Problem to solve:
Convert the entries below into a numbered list, dropping any blank lines and leaving the pictures out.

Material provided:
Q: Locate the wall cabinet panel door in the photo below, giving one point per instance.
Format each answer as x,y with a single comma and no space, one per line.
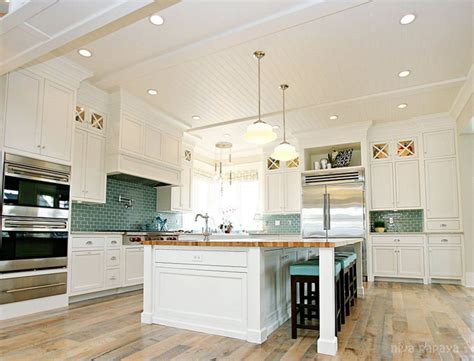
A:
57,121
445,261
407,181
131,136
292,192
385,261
439,144
171,149
23,109
78,164
133,263
441,188
274,190
95,178
153,143
411,261
87,270
381,180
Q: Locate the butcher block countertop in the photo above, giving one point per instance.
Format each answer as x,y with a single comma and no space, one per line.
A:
257,242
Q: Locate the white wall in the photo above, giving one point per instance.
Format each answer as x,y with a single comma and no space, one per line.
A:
466,165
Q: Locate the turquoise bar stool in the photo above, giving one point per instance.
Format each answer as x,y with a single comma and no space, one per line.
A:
352,274
305,295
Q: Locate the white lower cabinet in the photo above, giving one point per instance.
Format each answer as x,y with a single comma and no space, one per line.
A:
99,263
87,270
445,261
398,261
133,265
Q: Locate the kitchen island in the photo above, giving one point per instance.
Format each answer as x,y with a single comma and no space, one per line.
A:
237,288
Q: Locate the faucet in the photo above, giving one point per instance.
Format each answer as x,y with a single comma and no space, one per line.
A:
206,232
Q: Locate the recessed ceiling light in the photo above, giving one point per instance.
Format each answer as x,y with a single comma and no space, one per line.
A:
156,20
85,53
404,73
407,19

Response:
1. Q: Locate the wall cabinet panel door in the photo below, giving one point per instance.
2. Format each answer as x,y with a single comma and no space, one per line.
3. A:
4. 57,121
5. 445,261
6. 407,181
7. 131,136
8. 292,192
9. 385,261
10. 439,144
11. 171,149
12. 23,109
13. 78,164
14. 133,263
15. 441,188
16. 274,190
17. 95,178
18. 153,143
19. 411,261
20. 87,270
21. 381,180
22. Q: Locate the butcher block countertop in the photo above, giving one point per instance.
23. Format each answer as x,y with a single comma and no space, one per line.
24. A:
25. 257,242
26. Q: Locate the white wall in the photo above, giving one point per instance.
27. Format each answer as x,y with a single comma and no space, one per line.
28. A:
29. 466,165
30. Q: Locate the turquoise bar stool in the photo above, giving one point per instance.
31. Format each answer as x,y with a single comma and no space, one per line.
32. A:
33. 352,274
34. 305,295
35. Q: Locate the white lower cabinet in the photo above, giving one point per instance.
36. Format each answer as x,y with a single comma and no space, one per line.
37. A:
38. 99,263
39. 87,270
40. 445,261
41. 398,261
42. 133,265
43. Q: Locate the kitchen island in the photo above, giving one point per instance.
44. Format each answer as x,y with a single comma and no space, one per line.
45. A:
46. 237,288
47. Q: Locate the faucet in the photo above, giving one point per instance.
48. Format each answer as x,y with a single comma and no space, one per line.
49. A:
50. 206,232
51. Q: Locate the recessed ceiling light in the photo above, giving one point per instance.
52. Format each answer as x,y with a single comma and no space, one per line.
53. A:
54. 156,20
55. 85,53
56. 404,73
57. 407,19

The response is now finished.